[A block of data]
***

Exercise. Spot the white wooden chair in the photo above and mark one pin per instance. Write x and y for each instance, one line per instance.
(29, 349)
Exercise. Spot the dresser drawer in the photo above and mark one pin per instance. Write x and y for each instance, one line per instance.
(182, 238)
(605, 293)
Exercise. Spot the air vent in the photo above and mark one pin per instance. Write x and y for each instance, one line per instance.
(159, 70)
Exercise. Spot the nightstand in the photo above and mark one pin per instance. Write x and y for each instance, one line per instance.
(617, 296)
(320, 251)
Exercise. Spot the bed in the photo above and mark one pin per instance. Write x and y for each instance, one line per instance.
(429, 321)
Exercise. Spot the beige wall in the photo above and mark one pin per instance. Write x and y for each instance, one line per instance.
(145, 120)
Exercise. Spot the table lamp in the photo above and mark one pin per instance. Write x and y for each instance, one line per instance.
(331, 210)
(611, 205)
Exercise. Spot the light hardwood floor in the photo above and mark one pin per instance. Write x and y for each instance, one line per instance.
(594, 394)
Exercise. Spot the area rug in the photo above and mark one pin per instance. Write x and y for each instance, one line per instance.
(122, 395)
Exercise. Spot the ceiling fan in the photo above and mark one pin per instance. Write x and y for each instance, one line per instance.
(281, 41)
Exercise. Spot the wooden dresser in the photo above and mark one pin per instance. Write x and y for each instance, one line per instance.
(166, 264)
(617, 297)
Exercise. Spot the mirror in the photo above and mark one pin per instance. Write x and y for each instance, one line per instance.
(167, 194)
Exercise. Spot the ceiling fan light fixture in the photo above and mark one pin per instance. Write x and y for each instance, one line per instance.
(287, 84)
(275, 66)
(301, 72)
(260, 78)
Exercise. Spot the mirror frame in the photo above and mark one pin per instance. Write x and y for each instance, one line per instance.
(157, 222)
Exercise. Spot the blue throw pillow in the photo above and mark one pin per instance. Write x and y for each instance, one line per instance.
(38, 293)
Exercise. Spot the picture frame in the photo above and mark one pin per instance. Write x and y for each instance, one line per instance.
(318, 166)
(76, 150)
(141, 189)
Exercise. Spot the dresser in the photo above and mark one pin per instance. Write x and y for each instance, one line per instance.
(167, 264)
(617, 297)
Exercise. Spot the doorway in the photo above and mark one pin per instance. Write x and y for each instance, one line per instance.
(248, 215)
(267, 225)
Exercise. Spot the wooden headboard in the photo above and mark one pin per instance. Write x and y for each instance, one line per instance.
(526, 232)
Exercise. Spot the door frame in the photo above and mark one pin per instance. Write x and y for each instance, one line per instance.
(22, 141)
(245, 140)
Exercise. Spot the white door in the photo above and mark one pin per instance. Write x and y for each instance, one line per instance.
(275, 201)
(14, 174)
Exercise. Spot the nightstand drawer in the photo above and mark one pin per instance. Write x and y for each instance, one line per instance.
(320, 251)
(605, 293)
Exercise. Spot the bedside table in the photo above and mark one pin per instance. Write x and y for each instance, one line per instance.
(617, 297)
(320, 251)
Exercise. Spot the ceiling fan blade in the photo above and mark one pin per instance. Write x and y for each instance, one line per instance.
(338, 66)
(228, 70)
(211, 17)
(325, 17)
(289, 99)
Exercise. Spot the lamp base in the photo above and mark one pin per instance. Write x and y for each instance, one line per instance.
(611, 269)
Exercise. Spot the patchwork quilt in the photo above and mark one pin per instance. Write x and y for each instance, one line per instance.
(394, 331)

***

▸ **Brief**
Format every line of the records as a JSON list of strings, one string per line, and leave out any blank lines.

▸ **The response**
[
  "Exercise. Spot the white wooden chair in the photo above and mark one pin per instance. Write x and y for each instance, one line per instance.",
  "(29, 349)",
  "Exercise. Spot the dresser drawer in the photo above and mark one pin per instance. Write x and y for each instance, one line per instance.",
  "(182, 238)",
  "(605, 293)",
  "Exercise. Spot the air vent in the photo above and mark one pin per instance. Write x and y for each instance, one line per instance.",
  "(159, 70)",
  "Exercise. Spot the nightstand in the photo above and mark one pin per instance. Write x and y for each instance, one line per instance.",
  "(617, 296)",
  "(320, 251)",
  "Exercise. Spot the bed in the photo above and mark one pin per instance. Write x and y for each instance, one line per instance.",
  "(429, 321)",
  "Exercise. Spot the beige wall in the photo above and mark one pin per instance. Write x and y for each instance, one line per instance.",
  "(145, 120)",
  "Exercise. Spot the table lamp in the photo above and mark one pin per instance. Write x and y for each instance, one line per instance.",
  "(331, 210)",
  "(611, 205)",
  "Exercise. Spot the light hardwood floor in the photo above and mark one pin per instance. Write x and y for each instance, one line per instance.",
  "(594, 394)",
  "Exercise. Spot the area rug in the photo above and mark one pin per instance. Write x and y for each instance, one line per instance.",
  "(122, 395)",
  "Exercise. Spot the ceiling fan in the photo above and mark one pin per instance. Write x and y for each instance, one line per instance.",
  "(281, 41)",
  "Exercise. Spot the wooden dresser in the photo above and mark one pin per instance. Write x and y for each instance, one line per instance.",
  "(166, 264)",
  "(617, 297)",
  "Exercise. Spot the mirror in the photo above and mark one pin per instance. Write x and y for each instance, one line per instance.",
  "(167, 194)",
  "Exercise. Spot the ceiling fan light fixture in the photo above and mark one pin per instance. Write x and y for each instance, one line per instance.",
  "(287, 84)",
  "(275, 66)",
  "(301, 72)",
  "(260, 78)",
  "Exercise. Spot the mirror frame in the photo above and mark one pin per instance. Write x and y for each instance, one line per instance.",
  "(157, 222)",
  "Exercise. Spot the blue throw pillow in the photo above and mark one pin per instance. Write x and y for each instance, one line per instance.",
  "(38, 293)",
  "Exercise. Spot the picture frame in the photo above and mark one pin per instance. Write x and y for each instance, one line per instance.",
  "(318, 166)",
  "(76, 150)",
  "(141, 189)",
  "Exercise. Spot the dresser in the photo above and mark one pin per instance. Write x and y for each instance, one line per instance.",
  "(167, 264)",
  "(617, 297)",
  "Exercise. Spot the doorway in the photo above and mark one pin per instance. Write x and y for each instance, one line per instance.",
  "(248, 215)",
  "(267, 225)",
  "Exercise. Spot the wooden headboard in the photo above and mark one pin per instance. Write x and y for each instance, one line per instance.",
  "(526, 232)",
  "Exercise. Spot the door frame in the photo above and mark one pin per instance. Write x and y for each instance, one line per instance.",
  "(22, 141)",
  "(245, 140)",
  "Exercise. Spot the white door in the photo above and mark one pin per instance. Write x and y for each instance, one line per instance.",
  "(275, 201)",
  "(14, 174)",
  "Exercise. Spot the nightstand drawer in the photo above and mark one pin per instance. Write x and y for each instance, one line per instance.",
  "(320, 251)",
  "(605, 293)",
  "Exercise. Spot the bedside table in the photo above and mark one pin per instance. Write x and y for each instance, one line per instance.",
  "(617, 297)",
  "(320, 251)",
  "Exercise. Spot the ceiling fan blade in the photo above and mark one pin per instance. Write x and y for each instance, one line per instance.",
  "(338, 66)",
  "(228, 70)",
  "(211, 17)",
  "(325, 17)",
  "(289, 99)",
  "Exercise. Spot the lamp base in the photo above and mark one pin per instance. Write x and y for each instance, one line per instance.",
  "(611, 269)",
  "Exercise. Spot the patchwork quilt in the photo above and mark one pin per instance. Write x and y for each instance, one line per instance.",
  "(394, 331)"
]